Short task: Extract the line that contains "Spot the mattress" and every line after it to the end of the records below, exactly as written and nothing else.
## START Provided entries
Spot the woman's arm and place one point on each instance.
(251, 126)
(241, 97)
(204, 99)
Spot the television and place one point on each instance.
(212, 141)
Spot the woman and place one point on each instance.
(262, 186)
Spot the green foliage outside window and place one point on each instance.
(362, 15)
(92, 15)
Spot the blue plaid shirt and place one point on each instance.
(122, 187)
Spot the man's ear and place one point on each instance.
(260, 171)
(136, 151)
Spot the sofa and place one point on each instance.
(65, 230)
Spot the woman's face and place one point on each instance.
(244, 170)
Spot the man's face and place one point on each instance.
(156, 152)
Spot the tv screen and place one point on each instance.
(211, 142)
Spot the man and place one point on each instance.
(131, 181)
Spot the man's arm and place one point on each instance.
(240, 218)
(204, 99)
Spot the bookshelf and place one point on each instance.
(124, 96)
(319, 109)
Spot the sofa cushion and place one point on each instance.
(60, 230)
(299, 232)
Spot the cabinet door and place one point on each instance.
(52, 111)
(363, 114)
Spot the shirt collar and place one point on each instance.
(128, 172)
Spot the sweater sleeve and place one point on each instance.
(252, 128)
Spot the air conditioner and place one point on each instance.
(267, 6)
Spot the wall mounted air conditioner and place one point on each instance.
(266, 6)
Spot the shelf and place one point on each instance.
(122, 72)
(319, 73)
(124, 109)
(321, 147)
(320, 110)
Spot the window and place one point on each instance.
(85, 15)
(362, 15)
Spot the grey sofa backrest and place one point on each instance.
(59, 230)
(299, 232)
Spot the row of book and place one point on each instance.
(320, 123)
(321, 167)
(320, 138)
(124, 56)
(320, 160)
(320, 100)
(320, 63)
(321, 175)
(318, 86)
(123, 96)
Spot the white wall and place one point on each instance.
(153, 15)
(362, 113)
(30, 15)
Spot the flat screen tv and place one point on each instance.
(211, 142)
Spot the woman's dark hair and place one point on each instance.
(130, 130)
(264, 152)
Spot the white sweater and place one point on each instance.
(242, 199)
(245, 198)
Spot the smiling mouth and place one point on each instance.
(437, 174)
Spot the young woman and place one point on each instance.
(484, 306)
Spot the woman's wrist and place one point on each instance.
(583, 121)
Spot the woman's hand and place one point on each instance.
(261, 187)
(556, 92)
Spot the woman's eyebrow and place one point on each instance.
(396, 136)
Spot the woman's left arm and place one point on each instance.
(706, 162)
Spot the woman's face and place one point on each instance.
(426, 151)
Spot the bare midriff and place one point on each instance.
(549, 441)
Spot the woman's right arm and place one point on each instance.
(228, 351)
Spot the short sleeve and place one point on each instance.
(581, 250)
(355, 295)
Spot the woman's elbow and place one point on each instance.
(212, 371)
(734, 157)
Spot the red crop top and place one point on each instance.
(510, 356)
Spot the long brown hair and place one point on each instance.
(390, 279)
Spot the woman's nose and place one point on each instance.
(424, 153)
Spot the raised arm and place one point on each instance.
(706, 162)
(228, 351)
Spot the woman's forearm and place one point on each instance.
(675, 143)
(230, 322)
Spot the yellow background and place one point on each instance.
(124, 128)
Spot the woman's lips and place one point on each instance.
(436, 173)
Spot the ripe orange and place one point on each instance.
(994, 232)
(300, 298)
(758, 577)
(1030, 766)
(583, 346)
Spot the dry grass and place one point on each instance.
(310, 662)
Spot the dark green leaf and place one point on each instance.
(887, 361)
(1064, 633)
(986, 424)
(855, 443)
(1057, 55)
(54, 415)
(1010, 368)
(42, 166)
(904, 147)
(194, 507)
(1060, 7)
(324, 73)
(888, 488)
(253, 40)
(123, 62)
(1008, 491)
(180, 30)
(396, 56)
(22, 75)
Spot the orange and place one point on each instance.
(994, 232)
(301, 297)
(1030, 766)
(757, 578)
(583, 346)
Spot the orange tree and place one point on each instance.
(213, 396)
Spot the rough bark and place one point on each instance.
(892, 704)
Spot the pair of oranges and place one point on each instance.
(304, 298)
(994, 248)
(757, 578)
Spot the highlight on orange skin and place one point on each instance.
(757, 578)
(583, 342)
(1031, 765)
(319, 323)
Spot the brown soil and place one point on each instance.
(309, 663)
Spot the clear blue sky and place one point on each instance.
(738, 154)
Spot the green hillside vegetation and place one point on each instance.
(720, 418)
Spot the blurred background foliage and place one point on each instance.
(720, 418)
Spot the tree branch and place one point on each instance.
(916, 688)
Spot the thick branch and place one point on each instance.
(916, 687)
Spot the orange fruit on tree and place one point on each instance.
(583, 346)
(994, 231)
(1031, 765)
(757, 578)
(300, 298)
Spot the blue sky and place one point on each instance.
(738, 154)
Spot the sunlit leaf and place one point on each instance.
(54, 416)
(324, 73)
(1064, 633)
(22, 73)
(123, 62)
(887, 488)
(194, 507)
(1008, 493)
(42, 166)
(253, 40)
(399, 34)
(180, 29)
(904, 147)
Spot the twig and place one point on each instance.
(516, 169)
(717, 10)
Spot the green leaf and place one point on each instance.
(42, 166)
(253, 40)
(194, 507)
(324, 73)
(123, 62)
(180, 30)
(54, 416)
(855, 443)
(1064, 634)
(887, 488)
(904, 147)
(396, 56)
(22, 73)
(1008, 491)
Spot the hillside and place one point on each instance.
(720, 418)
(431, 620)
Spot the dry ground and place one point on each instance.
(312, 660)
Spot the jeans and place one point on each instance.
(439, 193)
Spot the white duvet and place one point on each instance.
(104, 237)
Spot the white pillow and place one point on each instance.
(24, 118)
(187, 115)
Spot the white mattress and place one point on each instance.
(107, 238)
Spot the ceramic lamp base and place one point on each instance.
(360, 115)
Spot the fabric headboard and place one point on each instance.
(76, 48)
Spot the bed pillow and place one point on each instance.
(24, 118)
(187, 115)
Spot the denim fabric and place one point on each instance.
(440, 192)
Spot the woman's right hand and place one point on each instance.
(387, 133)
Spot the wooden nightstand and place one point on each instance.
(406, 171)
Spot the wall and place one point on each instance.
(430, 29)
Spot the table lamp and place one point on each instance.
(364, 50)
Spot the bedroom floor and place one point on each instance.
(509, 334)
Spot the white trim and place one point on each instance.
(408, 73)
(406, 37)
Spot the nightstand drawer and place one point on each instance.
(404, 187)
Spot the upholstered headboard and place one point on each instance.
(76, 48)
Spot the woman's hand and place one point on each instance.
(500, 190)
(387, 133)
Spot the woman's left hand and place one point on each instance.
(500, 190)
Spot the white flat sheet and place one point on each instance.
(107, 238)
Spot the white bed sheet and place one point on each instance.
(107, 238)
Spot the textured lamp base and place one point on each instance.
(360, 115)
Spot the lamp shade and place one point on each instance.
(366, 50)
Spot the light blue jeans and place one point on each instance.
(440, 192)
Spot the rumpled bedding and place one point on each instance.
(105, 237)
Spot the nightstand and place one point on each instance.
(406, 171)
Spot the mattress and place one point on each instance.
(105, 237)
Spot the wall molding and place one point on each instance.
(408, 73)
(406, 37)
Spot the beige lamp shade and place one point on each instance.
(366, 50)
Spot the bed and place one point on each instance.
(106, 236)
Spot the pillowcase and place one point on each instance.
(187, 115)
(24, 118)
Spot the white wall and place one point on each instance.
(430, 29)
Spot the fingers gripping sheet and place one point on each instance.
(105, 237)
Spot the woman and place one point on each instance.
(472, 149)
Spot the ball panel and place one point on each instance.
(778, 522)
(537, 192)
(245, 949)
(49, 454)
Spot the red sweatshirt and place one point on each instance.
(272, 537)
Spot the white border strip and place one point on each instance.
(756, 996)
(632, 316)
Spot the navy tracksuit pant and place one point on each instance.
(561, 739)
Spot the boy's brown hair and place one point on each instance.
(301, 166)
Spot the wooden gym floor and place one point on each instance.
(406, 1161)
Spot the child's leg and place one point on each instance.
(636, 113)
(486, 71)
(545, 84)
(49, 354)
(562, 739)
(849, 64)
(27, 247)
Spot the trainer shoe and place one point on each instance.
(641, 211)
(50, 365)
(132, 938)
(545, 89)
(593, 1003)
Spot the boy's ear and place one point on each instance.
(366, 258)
## END Provided entries
Full response:
Spot the mattress and place one point on each instance.
(105, 237)
Spot the wall molding and place one point on each instance.
(408, 73)
(406, 37)
Spot the beige lamp shade and place one point on each instance.
(366, 50)
Spot the bed and place one point on each instance.
(106, 236)
Spot the pillowcase and place one point on each instance.
(187, 115)
(24, 118)
Spot the white wall and place one point on each instance.
(430, 29)
Spot the fingers gripping sheet and place one point on each instance.
(105, 237)
Spot the woman and place one point on each instance.
(472, 149)
Spot the ball panel and place one point on each instance.
(778, 522)
(537, 192)
(245, 949)
(49, 454)
Spot the red sweatshirt and place one point on each instance.
(272, 537)
Spot the white border strip and place one point on each instance.
(756, 996)
(632, 316)
Spot the navy tracksuit pant and place one point on each instance.
(561, 739)
Spot the boy's brown hair and place one point on each instance.
(301, 166)
Spot the wooden gym floor and place one point on each instance.
(406, 1161)
Spot the child's leg and place one point on each instance.
(636, 113)
(486, 71)
(545, 84)
(49, 354)
(562, 739)
(849, 64)
(27, 247)
Spot the trainer shoe and place one point on each instance.
(641, 211)
(50, 365)
(132, 938)
(545, 89)
(593, 1003)
Spot the boy's ear and place one point on each instance.
(366, 258)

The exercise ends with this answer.